#### Supplied passage
#####

Tglia Almonds Nutrition Label

How to correctly check for ingredients on food labels?

Organic. Zero trans fat. 100% multigrain.

The above terms are quite familiar. But many such terms used on food labels are downright healthy.  How do we know?

We prepared a list of some practical tips to help you read the food labels correctly. Let’s dig in.

#Ignore the front, check at the back

A study by National Library of Medicine conducted on Australian supermarkets back in 2013 claimed that two-thirds of products in the three food categories in the study, carried at least one health claim. The reason cited for health claims on the front of the food labels was that more customers bought foods on the basis of front labels that showed health claims, assuming those products were healthier. The study concluded that it was possible that customers did not check for the actual ingredients

Most famous brands can be misleading
High-sugar breakfast cereals like whole grain Cocoa puffs or Diet Coke by Coca Cola are all unhealthy products passed as healthy due to their front label packaging or healthy claims included in their advertising.

# Learn the correct way of reading the ingredients list

Typically, most ingredients are listed by quantity from the highest to the lowest. This means that the biggest chunk of the ingredient listed on the top is what the producer used the most of.

Rule of thumb: Scan the first three ingredients listed at the back of the label. If the very first ones have ingredients related to sugar or carbs or any unhealthy fat, you will know instantly that the product is not healthy.

For instance, if the first ingredients have things like refined grains or a type of sugar or hydrogenated oils, you can conclude that this product is unhealthy.

# Watch out for serve sizes

Usually nutrition back labels calculate calories or fat based on single serving or a small amount. It is no rocket science that such a small amount is NOT what you will consume on a regular basis. More often than not, your individual serving size will be way more than the single serving listed on nutrition labels.

For instance, one serving as given on the label may amount to one biscuit, half a chocolate bar, one piece of dry fruit, a quarter of a cookie. This creates an illusion that there’s fewer calories. But of course you are buying a full packet of biscuits, bars, dry fruits or cookies.

A good way or measure would be to multiply the single serving size with the number of units in a packet to get a tentative idea of calories, so you can make informed choices.

# Watch out for well-known but misleading terms

Health claims on packaged food products are often designed to give a certain impression. Here’s a list of well-known terms that often mislead –

1] Organic sugar: It’s still sugar besides there’s no clear definition of what organic sugar really means.

2] Multigrain: This simply means the product has more than one type of grain. These are most likely refined grains, which are not healthy. Look for multigrain products that have whole grains, they are healthier.

3] Low-fat: If there’s less fat in the product, most likely they would have compensated the fat with more sugar.

4] Low-carb: Studies have linked low carbs with health but processed foods claiming low-carbs are lying, since they are ultimately junk foods.

5] Gluten-free: This does not mean healthy. Gluten-free means it does not contain wheat, rye, barley or spelt. Many gluten-free processed foods, however, have unhealthy fats and sugar.

6] Fruit-flavoured: This does not mean it has natural fruits but just artificial flavour.

9] Zero trans fat: There’s no such thing. These products will show at the back that it has 0.5 grams of trans fat per serving. Do the math. Having said that, there are indeed food products sold inside packages that are truly healthy, organic and natural. With some wisdom, we can always identify the healthy products from the unhealthy ones.

#####

#### Supplied material
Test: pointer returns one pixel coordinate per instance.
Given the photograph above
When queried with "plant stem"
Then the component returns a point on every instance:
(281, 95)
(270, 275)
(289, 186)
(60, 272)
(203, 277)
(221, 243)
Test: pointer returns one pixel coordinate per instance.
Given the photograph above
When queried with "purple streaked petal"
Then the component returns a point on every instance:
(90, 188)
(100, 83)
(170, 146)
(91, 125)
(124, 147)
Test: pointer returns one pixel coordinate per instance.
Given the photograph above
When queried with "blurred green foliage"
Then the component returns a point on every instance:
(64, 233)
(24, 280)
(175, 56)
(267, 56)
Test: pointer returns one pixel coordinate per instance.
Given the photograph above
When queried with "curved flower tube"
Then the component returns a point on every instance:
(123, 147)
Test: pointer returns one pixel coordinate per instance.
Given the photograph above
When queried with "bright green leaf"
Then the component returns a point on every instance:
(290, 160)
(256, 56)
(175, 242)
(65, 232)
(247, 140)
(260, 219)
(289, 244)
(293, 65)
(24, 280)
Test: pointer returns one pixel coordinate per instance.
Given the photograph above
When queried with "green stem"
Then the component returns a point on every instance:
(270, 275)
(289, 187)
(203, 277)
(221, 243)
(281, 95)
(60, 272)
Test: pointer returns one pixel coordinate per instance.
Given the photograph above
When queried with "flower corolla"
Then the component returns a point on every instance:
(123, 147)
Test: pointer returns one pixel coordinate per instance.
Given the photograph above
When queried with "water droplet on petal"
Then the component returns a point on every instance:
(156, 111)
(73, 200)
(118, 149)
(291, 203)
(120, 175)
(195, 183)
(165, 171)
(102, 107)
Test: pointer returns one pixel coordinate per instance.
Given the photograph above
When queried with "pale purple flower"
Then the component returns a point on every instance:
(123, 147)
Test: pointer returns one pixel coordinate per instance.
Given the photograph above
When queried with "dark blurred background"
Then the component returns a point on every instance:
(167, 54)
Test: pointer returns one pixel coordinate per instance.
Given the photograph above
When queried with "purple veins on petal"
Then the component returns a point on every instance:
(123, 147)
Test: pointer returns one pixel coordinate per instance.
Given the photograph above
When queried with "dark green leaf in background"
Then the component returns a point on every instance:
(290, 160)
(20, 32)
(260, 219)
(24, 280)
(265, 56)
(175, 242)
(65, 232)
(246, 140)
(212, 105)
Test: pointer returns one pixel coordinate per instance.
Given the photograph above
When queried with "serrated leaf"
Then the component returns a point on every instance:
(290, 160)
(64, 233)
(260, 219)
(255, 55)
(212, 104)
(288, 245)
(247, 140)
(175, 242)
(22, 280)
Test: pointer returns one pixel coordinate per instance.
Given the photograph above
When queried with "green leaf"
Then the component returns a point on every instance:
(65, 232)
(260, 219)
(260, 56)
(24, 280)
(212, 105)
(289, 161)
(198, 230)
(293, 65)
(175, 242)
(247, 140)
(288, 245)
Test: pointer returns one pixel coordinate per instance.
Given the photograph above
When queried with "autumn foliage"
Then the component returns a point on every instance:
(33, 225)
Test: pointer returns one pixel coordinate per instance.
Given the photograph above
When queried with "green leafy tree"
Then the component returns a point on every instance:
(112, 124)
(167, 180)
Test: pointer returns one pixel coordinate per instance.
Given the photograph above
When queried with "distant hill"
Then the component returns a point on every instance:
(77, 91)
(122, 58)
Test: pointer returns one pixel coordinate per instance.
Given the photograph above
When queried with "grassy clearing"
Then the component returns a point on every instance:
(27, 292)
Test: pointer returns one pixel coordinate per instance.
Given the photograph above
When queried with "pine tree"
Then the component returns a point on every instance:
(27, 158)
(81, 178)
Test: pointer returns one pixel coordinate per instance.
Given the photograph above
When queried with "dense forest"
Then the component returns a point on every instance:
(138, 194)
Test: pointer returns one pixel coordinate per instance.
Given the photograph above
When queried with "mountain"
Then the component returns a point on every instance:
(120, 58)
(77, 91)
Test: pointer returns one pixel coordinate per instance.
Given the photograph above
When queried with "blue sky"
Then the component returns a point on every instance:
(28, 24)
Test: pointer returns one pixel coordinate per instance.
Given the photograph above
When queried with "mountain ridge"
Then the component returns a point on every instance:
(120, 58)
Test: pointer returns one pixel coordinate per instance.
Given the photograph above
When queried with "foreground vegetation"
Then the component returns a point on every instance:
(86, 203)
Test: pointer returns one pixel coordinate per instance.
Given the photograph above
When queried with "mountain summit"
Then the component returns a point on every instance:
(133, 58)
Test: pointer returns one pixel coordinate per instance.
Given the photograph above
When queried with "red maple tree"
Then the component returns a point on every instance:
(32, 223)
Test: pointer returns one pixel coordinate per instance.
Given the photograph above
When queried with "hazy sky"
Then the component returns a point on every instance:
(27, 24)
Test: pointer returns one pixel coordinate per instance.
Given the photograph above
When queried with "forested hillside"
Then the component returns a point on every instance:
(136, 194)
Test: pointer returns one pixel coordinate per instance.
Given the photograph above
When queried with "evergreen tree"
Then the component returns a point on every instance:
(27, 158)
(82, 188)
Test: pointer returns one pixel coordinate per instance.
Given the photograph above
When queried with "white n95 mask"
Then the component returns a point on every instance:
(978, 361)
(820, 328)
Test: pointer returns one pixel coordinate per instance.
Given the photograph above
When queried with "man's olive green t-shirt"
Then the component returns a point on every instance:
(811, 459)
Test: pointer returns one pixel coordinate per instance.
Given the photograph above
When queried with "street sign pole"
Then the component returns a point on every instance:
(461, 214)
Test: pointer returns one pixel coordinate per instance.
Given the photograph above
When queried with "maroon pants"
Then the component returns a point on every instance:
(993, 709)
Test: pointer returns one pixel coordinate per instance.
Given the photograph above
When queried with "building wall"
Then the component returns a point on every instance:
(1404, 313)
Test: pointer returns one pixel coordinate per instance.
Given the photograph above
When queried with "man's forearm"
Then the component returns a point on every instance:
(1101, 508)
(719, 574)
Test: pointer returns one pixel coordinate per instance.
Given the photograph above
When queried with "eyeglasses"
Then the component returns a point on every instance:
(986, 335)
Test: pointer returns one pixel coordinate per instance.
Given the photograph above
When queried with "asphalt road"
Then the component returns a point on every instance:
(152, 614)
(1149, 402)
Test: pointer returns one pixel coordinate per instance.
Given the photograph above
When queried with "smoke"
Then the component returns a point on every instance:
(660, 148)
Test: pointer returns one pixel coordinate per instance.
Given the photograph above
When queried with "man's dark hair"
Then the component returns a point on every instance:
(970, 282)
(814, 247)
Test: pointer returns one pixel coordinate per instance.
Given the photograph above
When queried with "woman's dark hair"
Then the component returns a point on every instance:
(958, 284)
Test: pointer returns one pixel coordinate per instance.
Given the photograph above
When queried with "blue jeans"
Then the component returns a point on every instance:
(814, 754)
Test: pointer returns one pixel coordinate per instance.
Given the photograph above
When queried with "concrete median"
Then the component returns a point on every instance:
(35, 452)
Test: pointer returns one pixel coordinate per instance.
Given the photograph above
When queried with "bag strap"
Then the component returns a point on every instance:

#####

#### List of tasks
1) Do these statements agree with the food-label article? Answer yes or no for each and quote the words that decide it.
(a) The study of Australian supermarkets was done in 2013.
(b) Gluten-free means a product contains no wheat, rye, barley or spelt.
(c) The rule of thumb is to scan the first five ingredients on the label.
2) Could you reproduce the food-label article word for word, starting at "Most famous brands" and ending at "product is unhealthy."?

#### Outputs by task
1)
(a) Yes: "conducted on Australian supermarkets back in 2013"
(b) Yes: "Gluten-free means it does not contain wheat, rye, barley or spelt."
(c) No: "Scan the first three ingredients listed at the back of the label."

2)
Most famous brands can be misleading
High-sugar breakfast cereals like whole grain Cocoa puffs or Diet Coke by Coca Cola are all unhealthy products passed as healthy due to their front label packaging or healthy claims included in their advertising.

# Learn the correct way of reading the ingredients list

Typically, most ingredients are listed by quantity from the highest to the lowest. This means that the biggest chunk of the ingredient listed on the top is what the producer used the most of.

Rule of thumb: Scan the first three ingredients listed at the back of the label. If the very first ones have ingredients related to sugar or carbs or any unhealthy fat, you will know instantly that the product is not healthy.

For instance, if the first ingredients have things like refined grains or a type of sugar or hydrogenated oils, you can conclude that this product is unhealthy.